### Quoted text:
◇ ◇ ◇ ◇ ◇

13 Package data
When developing a software package, an excellent practice is to give a comprehensive illustration of the methods in the package using an existing experiment data package, annotation data or data in the ExperimentHub or AnnotationHub, or submitting new data to those resources yourself.
If existing data is not available or applicable, or a new smaller dataset is needed for examples in the package, data can be included either as a separate data package (for larger amounts of data) or within the package (for smaller datasets).
The Bioconductor Build system does not support git-lfs. This is not a current option for storing large data. Large data sets must be included through the ExperimentHub. See additional information at Create A Hub Package.
13.1 Experiment Data Package
Experimental data packages contain data specific to a particular analysis or experiment. They often accompany a software package for use in the examples and vignettes and in general are not updated regularly. If you need a general subset of data for workflows or examples first check the AnnotationHub resource for available files (e.g., BAM, FASTA, BigWig, etc.) or ExperimentHub for more processed and predefined Bioconductor class structures.
Bioconductor strongly encourages creating an experiment data package that utilizes ExperimentHub or AnnotationHub (See Create A Hub Package) but a traditional package that encapsulates the data is also acceptable with pre-approval from the bioc-devel mailing list.
See the Package Submission guidelines for further submission procedures and if submitting related or circular dependent packages please read related package submission procedure
13.2 Adding Data to Existing Package
Bioconductor strongly encourages the use of existing datasets, but if not available data can be included directly in the package for use in the examples found in man pages, vignettes, and tests of your package. This is a good reference by Hadley Wickham about package data.
However, as mentioned in The DESCRIPTION file chapter,
Bioconductor does not encourage using LazyData: True
despite its
recommendation in this article.
Note. You might have to modify the usage section with @usage data("mydata")
Some key points are summarized in the following sections.
13.2.1 Exported Data and the data/
directory
Data in data/
is exported to the user and readily available.
It is made available in an session through the use of data()
.
It will require documentation concerning its creation and source information.
It is most often a .RData
file created with save()
but other types are acceptable as well, see ?data()
.
Please remember to compress the data.
For packages that need to use documented data within a function, we recommend
creating an environment for holding the data to avoid polluting the
global environment when using data()

◇ ◇ ◇ ◇ ◇

### Material supplied:
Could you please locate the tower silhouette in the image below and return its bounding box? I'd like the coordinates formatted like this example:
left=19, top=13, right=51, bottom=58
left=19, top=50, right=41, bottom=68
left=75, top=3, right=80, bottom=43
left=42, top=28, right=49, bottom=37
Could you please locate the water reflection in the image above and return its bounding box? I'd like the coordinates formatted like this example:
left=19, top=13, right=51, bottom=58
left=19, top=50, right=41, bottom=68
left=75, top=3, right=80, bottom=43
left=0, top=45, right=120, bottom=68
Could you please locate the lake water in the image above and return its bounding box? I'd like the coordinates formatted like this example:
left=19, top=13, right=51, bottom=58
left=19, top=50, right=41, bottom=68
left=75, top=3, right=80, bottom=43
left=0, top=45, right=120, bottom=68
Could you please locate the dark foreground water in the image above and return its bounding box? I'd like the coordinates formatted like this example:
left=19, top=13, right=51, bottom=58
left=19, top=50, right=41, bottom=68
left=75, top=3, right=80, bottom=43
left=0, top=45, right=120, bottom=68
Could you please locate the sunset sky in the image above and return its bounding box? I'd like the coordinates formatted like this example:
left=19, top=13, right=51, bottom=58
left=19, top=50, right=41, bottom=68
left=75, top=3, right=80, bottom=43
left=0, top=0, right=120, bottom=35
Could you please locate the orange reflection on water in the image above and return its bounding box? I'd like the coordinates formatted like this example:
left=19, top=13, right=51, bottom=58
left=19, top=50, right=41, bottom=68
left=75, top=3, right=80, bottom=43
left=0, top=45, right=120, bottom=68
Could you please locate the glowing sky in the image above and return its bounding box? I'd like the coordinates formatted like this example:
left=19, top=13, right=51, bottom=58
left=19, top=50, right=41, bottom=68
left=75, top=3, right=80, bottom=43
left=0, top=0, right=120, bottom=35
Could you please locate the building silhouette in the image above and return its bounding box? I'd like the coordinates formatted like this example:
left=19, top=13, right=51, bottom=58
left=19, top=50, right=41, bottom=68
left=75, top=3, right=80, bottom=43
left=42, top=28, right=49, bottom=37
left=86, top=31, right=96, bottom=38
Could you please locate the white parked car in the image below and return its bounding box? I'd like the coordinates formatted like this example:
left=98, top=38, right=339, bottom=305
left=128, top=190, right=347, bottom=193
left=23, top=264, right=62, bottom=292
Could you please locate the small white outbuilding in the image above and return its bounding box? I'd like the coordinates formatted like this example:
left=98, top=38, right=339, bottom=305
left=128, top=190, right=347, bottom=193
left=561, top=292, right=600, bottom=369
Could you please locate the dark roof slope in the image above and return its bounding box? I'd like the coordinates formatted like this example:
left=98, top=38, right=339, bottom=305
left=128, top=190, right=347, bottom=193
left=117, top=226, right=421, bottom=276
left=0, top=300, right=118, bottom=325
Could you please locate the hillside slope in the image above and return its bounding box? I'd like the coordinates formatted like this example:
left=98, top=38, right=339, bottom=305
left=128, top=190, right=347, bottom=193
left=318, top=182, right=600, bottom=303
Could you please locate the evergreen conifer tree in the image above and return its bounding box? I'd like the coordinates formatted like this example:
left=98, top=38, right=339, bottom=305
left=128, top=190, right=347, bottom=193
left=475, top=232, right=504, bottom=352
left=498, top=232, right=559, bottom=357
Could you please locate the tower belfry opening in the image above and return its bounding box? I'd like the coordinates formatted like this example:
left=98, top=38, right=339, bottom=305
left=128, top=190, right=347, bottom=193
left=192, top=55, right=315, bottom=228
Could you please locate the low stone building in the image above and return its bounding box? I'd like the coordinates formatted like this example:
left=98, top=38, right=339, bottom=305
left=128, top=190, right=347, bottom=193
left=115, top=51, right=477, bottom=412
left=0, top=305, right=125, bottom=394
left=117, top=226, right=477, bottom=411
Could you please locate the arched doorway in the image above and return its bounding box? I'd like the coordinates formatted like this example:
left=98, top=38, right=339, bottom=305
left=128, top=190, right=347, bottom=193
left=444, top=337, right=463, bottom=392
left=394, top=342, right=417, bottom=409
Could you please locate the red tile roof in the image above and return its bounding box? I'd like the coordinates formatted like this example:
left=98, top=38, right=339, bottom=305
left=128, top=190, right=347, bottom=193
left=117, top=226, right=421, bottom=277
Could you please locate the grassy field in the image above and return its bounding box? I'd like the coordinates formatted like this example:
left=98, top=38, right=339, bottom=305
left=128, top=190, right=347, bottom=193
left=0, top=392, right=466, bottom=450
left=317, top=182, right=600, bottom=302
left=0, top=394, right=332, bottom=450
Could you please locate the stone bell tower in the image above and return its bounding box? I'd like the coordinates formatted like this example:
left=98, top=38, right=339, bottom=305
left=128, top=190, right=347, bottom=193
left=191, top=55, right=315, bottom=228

◇ ◇ ◇ ◇ ◇

### Instructions:
**A.** Say whether each of these statements agrees with the text on package data. Answer yes or no for each, and quote the deciding words of the text exactly.
(i) The Bioconductor Build system can store large data through git-lfs.
(ii) Experimental data packages are generally not updated regularly.
(iii) Data placed in data/ needs documentation about how it was created and where it came from.
**B.** Extend the text on package data from the point where it stops.
The records were drawn from another source.

### Task answers:
**A.**
(i) No: "The Bioconductor Build system does not support git-lfs."
(ii) Yes: "in general are not updated regularly"
(iii) Yes: "It will require documentation concerning its creation and source information."

**B.**
.
data_env <- new.env(parent = emptyenv())
data("mydata", envir = data_env, package = "mypackage")
mydata <- data_env[["mydata"]]
Here we create a new and empty environment. Extract the data within the environment and finally extract the data object from the environment using double brackets.
13.2.2 Raw Data and the inst/extdata/
directory
It is often desirable to show a workflow which involves the parsing or loading of raw files. Bioconductor recommends finding existing raw data already provided in another package or the hubs as previously stated.
However, if this is not applicable, raw data files should be included in the
inst/extdata
directory. Files of these type are often accessed utilizing
system.file()
. Bioconductor requires documentation on these files in an
inst/scripts/
directory. See data documentation.
13.2.3 Internal data
Rarely, a package may require parsed data that is used internal but should not
be exported to the user. An R/sysdata.rda
is often the best place to include
this type of data. Proper documentation of the data will be required.
13.2.4 Other data
Downloads of files and external data from the web should be avoided.
If it is necessary, at minimum the files should be cached.
See BiocFileCache for Bioconductor recommended package
for caching of files. If a maintainer creates their own caching directory, it
should utilize standard caching directories tools::R_user_dir(package, which="cache")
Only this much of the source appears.